■ **Task instructions**
The answer is the full set of records, given again exactly and without images.

■ **Data records**
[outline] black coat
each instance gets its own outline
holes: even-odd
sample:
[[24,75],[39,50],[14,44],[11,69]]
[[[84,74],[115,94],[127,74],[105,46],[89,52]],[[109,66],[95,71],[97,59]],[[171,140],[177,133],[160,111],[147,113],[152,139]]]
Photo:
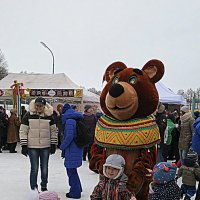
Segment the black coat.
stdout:
[[8,119],[6,114],[0,112],[0,138],[5,138],[7,135]]
[[180,200],[181,189],[175,181],[166,184],[150,184],[148,200]]
[[156,124],[158,125],[160,132],[161,144],[164,144],[164,134],[165,134],[165,129],[167,127],[167,117],[164,112],[157,113],[155,117],[156,117]]

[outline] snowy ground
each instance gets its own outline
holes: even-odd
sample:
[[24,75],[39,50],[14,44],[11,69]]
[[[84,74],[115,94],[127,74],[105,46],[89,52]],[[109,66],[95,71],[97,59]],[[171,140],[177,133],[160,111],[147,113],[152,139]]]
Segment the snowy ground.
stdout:
[[[29,159],[20,153],[11,154],[8,151],[0,154],[0,200],[27,200],[29,189]],[[65,197],[69,190],[68,179],[60,157],[60,150],[50,157],[48,190],[56,191],[59,197]],[[82,200],[89,200],[89,196],[98,182],[98,175],[88,169],[88,162],[84,161],[78,169],[83,193]],[[40,180],[40,177],[38,177]],[[179,185],[181,184],[179,180]],[[194,200],[194,198],[193,198]]]

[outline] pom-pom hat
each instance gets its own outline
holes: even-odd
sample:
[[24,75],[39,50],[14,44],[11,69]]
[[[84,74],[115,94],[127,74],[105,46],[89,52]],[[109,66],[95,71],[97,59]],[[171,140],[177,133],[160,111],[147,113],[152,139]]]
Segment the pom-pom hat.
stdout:
[[153,168],[154,182],[165,184],[175,179],[177,166],[171,162],[160,162]]

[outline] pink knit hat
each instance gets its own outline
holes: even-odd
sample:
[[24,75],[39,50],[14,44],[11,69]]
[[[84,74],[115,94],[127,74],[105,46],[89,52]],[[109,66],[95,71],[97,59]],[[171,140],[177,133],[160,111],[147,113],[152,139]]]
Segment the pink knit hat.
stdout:
[[58,200],[56,192],[45,191],[39,194],[39,200]]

■ **Written response**
[outline] black coat
each instance gets its own outline
holes: even-odd
sample:
[[24,75],[39,50],[14,44],[11,69]]
[[[84,74],[115,94],[127,74],[105,46],[89,52]],[[109,66],[95,71],[97,59]],[[171,140],[177,133],[160,111],[147,113],[152,139]]]
Photo:
Segment the black coat.
stdout:
[[8,119],[6,114],[0,112],[0,138],[5,138],[7,135]]
[[180,200],[181,189],[175,181],[166,184],[150,184],[148,200]]
[[156,124],[158,125],[160,132],[161,144],[164,144],[164,134],[165,134],[165,129],[167,127],[167,117],[164,112],[157,113],[155,117],[156,117]]

[outline] snowy ground
each instance gets its own outline
holes: even-odd
sample:
[[24,75],[39,50],[14,44],[11,69]]
[[[84,74],[115,94],[127,74],[105,46],[89,52]],[[109,66],[95,71],[97,59]],[[171,140],[177,133],[160,111],[147,113],[152,139]]]
Segment the snowy ground.
stdout:
[[[29,159],[20,153],[11,154],[8,151],[0,154],[0,200],[27,200],[29,189]],[[65,197],[69,190],[68,179],[60,157],[60,150],[50,157],[48,190],[56,191],[59,197]],[[82,200],[89,200],[89,196],[98,182],[98,175],[88,169],[88,162],[84,161],[78,169],[83,193]],[[40,180],[40,177],[38,177]],[[179,185],[181,184],[179,180]],[[194,200],[194,198],[193,198]]]

[outline] pom-pom hat
each instance gets its own outline
holes: even-odd
sample:
[[24,75],[39,50],[14,44],[11,69]]
[[[84,74],[115,94],[127,74],[105,46],[89,52]],[[109,66],[95,71],[97,59]],[[171,140],[177,133],[160,111],[147,113],[152,139]]]
Segment the pom-pom hat.
stdout:
[[153,168],[154,182],[165,184],[175,179],[177,166],[171,162],[160,162]]

[outline] pink knit hat
each instance gets its own outline
holes: even-odd
sample:
[[24,75],[39,50],[14,44],[11,69]]
[[[84,74],[115,94],[127,74],[105,46],[89,52]],[[109,66],[95,71],[97,59]],[[171,140],[177,133],[160,111],[147,113],[152,139]]]
Segment the pink knit hat.
stdout:
[[58,200],[56,192],[45,191],[39,194],[39,200]]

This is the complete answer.